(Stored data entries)

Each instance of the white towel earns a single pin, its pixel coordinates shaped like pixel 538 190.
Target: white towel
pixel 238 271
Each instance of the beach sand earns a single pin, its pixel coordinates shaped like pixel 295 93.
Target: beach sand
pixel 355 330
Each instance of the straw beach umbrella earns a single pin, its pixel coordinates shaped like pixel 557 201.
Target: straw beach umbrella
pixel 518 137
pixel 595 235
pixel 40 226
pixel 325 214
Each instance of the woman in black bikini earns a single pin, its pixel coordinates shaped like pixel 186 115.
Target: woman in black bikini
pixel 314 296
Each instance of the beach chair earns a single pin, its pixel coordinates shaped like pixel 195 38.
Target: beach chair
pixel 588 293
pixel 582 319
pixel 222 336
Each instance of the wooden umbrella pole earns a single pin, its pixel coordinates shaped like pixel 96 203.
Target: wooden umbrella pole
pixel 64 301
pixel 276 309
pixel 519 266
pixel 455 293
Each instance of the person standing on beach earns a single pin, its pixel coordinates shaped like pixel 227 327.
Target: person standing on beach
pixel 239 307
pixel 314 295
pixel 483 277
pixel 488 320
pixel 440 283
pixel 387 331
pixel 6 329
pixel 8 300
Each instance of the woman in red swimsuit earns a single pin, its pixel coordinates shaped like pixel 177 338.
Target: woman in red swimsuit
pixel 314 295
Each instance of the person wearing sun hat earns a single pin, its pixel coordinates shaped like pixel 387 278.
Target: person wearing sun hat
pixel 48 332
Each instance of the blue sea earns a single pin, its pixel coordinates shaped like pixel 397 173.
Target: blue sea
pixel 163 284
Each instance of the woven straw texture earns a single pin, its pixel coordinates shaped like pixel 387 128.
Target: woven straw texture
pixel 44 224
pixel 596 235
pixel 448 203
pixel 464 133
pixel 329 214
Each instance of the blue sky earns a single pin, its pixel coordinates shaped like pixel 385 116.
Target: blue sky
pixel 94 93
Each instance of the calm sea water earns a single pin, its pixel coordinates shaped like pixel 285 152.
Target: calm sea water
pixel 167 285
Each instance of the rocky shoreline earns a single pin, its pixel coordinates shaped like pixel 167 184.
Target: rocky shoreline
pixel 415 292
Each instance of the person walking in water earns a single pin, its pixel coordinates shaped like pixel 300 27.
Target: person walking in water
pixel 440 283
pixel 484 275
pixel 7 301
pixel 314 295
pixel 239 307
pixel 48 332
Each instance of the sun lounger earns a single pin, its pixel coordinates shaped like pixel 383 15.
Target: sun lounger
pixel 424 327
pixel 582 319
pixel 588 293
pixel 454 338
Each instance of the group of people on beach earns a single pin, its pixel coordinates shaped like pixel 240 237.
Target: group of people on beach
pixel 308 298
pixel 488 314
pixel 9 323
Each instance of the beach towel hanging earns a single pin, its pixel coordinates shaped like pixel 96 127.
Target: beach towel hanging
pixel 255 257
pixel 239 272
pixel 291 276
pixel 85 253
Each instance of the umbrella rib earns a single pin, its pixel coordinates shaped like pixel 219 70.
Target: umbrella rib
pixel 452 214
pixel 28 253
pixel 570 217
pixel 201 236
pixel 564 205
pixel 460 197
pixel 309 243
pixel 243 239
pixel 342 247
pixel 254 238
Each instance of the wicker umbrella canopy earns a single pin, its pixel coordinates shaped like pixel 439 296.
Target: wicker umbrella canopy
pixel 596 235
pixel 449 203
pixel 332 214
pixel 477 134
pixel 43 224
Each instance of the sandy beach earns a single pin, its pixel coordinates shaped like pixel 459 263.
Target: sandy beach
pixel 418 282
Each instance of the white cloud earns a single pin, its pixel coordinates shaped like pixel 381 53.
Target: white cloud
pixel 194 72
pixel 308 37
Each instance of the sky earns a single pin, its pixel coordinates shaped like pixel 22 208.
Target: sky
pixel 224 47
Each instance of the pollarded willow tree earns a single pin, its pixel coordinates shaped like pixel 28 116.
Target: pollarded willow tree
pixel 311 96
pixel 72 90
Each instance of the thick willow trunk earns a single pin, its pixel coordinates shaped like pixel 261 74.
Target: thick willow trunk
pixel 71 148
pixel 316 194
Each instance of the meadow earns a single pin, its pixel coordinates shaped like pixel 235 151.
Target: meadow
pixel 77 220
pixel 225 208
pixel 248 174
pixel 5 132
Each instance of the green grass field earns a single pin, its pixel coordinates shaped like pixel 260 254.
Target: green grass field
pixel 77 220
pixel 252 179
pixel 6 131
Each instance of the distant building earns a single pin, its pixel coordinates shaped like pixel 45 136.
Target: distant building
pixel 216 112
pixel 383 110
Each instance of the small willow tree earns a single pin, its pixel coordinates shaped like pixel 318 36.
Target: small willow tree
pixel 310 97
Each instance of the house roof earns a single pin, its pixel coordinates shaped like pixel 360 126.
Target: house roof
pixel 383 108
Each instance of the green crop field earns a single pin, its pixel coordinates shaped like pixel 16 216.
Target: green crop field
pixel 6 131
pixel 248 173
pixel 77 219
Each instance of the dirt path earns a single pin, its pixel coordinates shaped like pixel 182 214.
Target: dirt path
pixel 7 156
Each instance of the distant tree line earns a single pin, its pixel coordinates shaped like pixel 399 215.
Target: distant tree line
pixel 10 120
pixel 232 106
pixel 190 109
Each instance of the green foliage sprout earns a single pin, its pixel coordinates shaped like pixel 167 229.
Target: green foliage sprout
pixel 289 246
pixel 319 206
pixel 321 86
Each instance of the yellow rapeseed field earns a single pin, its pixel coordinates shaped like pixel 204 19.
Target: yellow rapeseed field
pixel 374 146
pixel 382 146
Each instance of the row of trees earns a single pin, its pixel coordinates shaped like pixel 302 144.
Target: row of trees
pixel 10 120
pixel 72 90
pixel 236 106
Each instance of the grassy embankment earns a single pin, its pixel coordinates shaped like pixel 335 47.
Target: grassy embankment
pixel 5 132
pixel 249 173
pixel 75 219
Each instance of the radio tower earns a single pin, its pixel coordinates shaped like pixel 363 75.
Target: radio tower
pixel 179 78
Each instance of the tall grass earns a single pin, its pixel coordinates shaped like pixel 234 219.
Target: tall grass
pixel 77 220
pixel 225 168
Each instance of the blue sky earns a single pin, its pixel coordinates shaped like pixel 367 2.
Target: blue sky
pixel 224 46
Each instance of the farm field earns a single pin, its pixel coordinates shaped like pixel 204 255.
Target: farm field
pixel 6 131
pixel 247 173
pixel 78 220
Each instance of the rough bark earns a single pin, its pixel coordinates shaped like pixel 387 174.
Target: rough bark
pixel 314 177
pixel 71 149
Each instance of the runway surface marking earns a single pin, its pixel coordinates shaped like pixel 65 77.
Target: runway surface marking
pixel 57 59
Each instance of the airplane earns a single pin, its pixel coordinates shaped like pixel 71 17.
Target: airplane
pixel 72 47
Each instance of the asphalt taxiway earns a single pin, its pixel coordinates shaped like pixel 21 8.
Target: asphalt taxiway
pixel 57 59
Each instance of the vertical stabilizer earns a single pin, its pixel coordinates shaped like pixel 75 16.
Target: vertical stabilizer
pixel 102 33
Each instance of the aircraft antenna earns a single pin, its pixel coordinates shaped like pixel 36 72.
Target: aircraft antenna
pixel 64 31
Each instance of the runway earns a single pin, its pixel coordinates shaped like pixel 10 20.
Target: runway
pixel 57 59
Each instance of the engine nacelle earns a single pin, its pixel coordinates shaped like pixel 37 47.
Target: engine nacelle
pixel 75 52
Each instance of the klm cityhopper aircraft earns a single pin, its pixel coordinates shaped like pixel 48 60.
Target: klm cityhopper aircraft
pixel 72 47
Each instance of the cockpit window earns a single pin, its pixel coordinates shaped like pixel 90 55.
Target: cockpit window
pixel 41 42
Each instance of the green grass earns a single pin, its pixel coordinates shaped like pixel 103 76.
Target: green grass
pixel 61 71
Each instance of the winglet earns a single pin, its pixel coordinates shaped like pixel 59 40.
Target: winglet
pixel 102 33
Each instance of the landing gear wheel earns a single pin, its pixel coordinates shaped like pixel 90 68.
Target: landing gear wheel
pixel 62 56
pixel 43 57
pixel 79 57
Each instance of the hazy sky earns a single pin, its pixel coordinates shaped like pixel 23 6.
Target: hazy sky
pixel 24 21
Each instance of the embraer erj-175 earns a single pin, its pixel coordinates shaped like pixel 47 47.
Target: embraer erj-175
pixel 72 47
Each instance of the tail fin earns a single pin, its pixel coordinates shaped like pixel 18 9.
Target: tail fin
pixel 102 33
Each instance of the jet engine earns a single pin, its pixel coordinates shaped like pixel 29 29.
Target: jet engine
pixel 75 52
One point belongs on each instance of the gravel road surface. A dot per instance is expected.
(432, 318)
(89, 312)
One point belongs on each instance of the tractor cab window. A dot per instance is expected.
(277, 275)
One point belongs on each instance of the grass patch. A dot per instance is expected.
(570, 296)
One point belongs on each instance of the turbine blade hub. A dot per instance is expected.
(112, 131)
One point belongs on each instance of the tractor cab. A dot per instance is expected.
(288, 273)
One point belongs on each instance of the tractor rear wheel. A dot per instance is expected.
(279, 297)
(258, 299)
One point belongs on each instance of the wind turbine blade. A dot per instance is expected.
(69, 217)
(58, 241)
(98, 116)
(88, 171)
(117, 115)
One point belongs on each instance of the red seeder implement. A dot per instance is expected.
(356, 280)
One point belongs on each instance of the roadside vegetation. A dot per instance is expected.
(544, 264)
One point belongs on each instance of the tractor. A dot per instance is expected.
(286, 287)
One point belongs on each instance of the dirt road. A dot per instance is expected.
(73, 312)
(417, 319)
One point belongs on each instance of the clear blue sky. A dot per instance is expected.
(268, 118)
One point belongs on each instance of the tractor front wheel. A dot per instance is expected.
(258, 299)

### What is being asked
The result consists of the line with "Each instance of the tail" through the last line of the entries above, repeated exactly and with nothing else.

### Answer box
Each instance of the tail fin earns a single pin, its pixel coordinates shaped like pixel 18 9.
Target: tail fin
pixel 102 33
Each instance of the jet engine earns a single pin, its pixel coordinates shaped like pixel 29 29.
Target: jet engine
pixel 75 52
One point belongs on each instance of the gravel road surface. A dot per instance is expected.
(432, 318)
(89, 312)
One point belongs on each instance of the tractor cab window. A dot per instance is expected.
(277, 275)
One point belongs on each instance of the grass patch. A dot per instance is expected.
(570, 296)
One point belongs on each instance of the turbine blade hub. A dot per instance is expected.
(112, 131)
One point belongs on each instance of the tractor cab. A dot per instance is expected.
(288, 273)
One point belongs on each instance of the tractor rear wheel. A dot per instance is expected.
(279, 297)
(258, 299)
One point belongs on each instance of the wind turbine blade. A dot per instance is expected.
(69, 217)
(58, 241)
(98, 116)
(88, 171)
(117, 115)
One point belongs on each instance of the red seeder implement. A dot per instance is expected.
(356, 280)
One point belongs on each instance of the roadside vegetation. A dot per instance is expected.
(544, 264)
One point belongs on each instance of the tractor. A dot per instance is expected.
(286, 287)
One point belongs on each instance of the dirt road. A dot per instance is expected.
(73, 312)
(417, 319)
One point belongs on each instance of the clear blue sky. A dot per instance is expected.
(268, 118)
One point belongs on each instance of the tractor front wheel. A dot per instance is expected.
(258, 299)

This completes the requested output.